Reverse Linked List II (LeetCode Linked List)

Question: Reverse a linked list from position m to n. Do it in-place and in one-pass.
For example:
Given 1->2->3->4->5->NULL, m = 2 and n = 4,
return 1->4->3->2->5->NULL.
Note:
Given m, n satisfy the following condition:
1 ≤ m ≤ n ≤ length of list.

Idea: First add a dummy head since m may be 1. Then find the node m-1, which is right before the section needed to be reversed. Then for each node from m+1 to n, insert it right after the node m-1. The that section is reversed.

Time: O(n) Space: O(1)

Code:

 public class Solution {  
   public ListNode reverseBetween(ListNode head, int m, int n) {  
     if(m==n)

**TASKS FOR THIS EXERCISE:**
A. Answer these from the Reverse Linked List II page:
(i) What list is returned for 1->2->3->4->5->NULL with m = 2 and n = 4?
(ii) Why is a dummy head added first?
(iii) What time and space costs are given?
B. Extend the code on the Reverse Linked List II page from the point where it stops.
The lines that follow have no connection to the Reverse Linked List II page.

**RECORDED DATA:**
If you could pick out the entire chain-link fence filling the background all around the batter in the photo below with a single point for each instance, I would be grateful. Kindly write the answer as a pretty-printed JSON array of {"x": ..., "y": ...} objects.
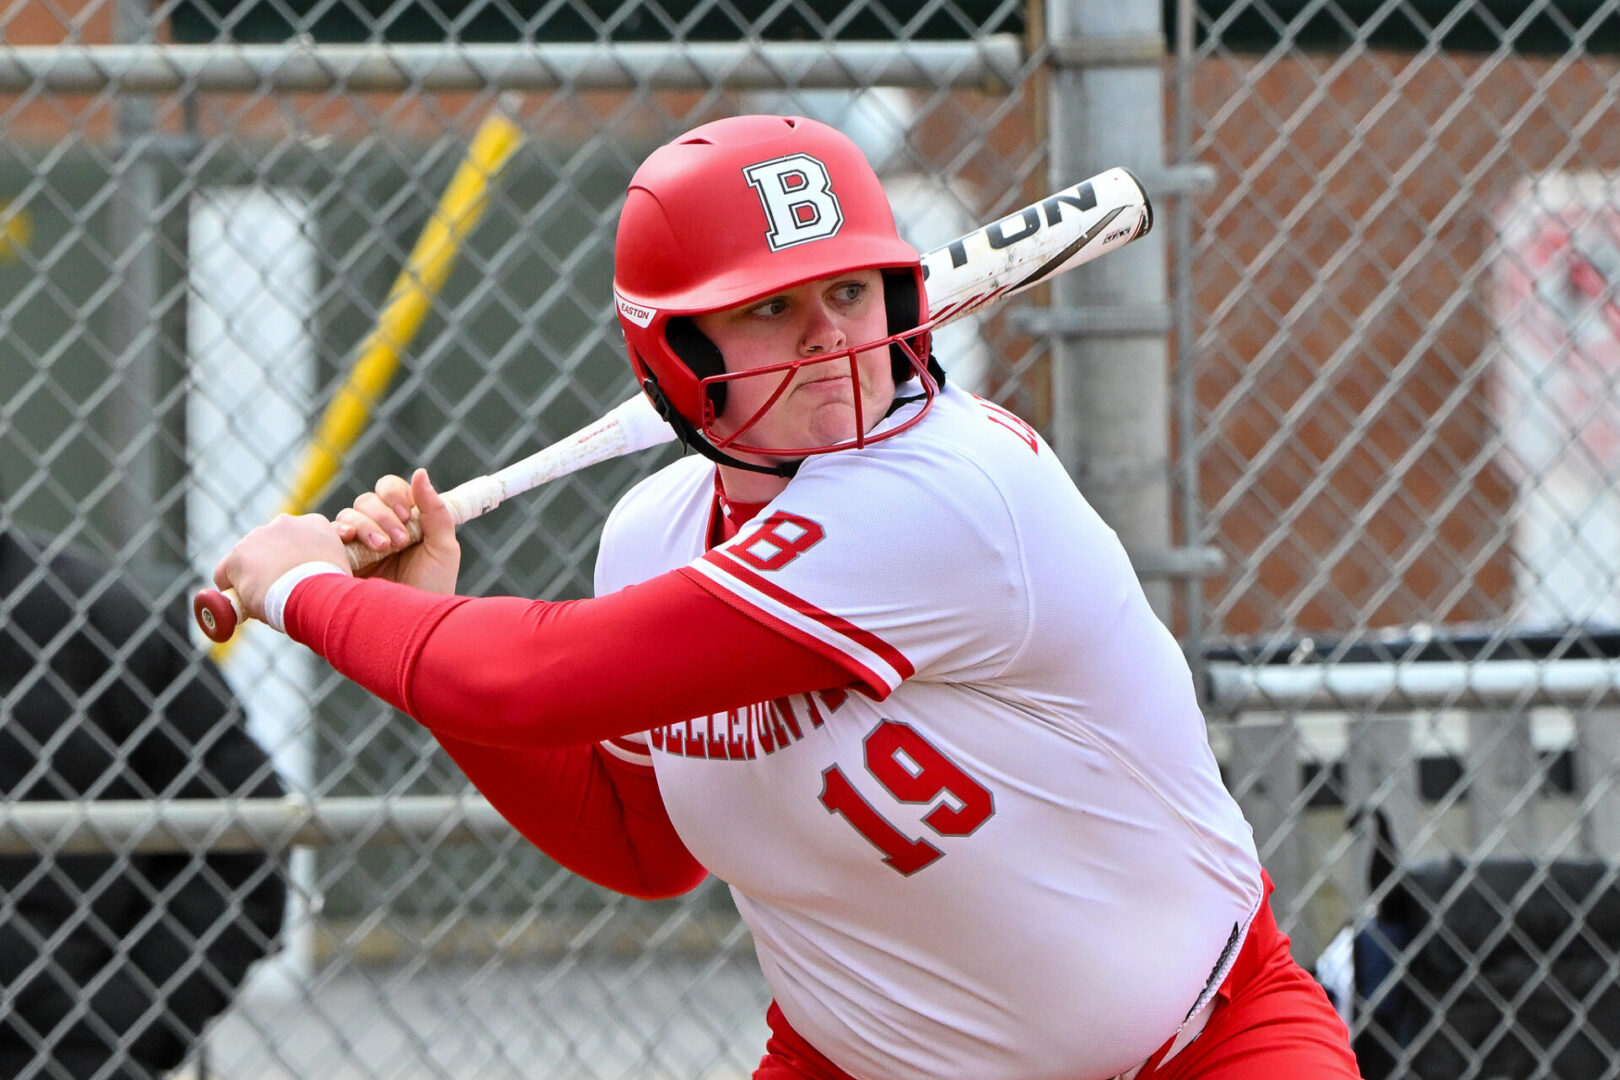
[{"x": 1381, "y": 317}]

**EXERCISE RESULTS:**
A.
(i) 1->4->3->2->5->NULL
(ii) Because m may be 1.
(iii) Time O(n) and space O(1).

B.
       return head;  
     ListNode dummy=new ListNode(0);  
     dummy.next=head;  
     ListNode pre=dummy;  
     for(int i=0;i<m-1;i++)  
       pre=pre.next;  
     ListNode head2=pre;  
     pre=head2.next;  
     ListNode cur=pre.next;  
     for(int i=m;i<n;i++)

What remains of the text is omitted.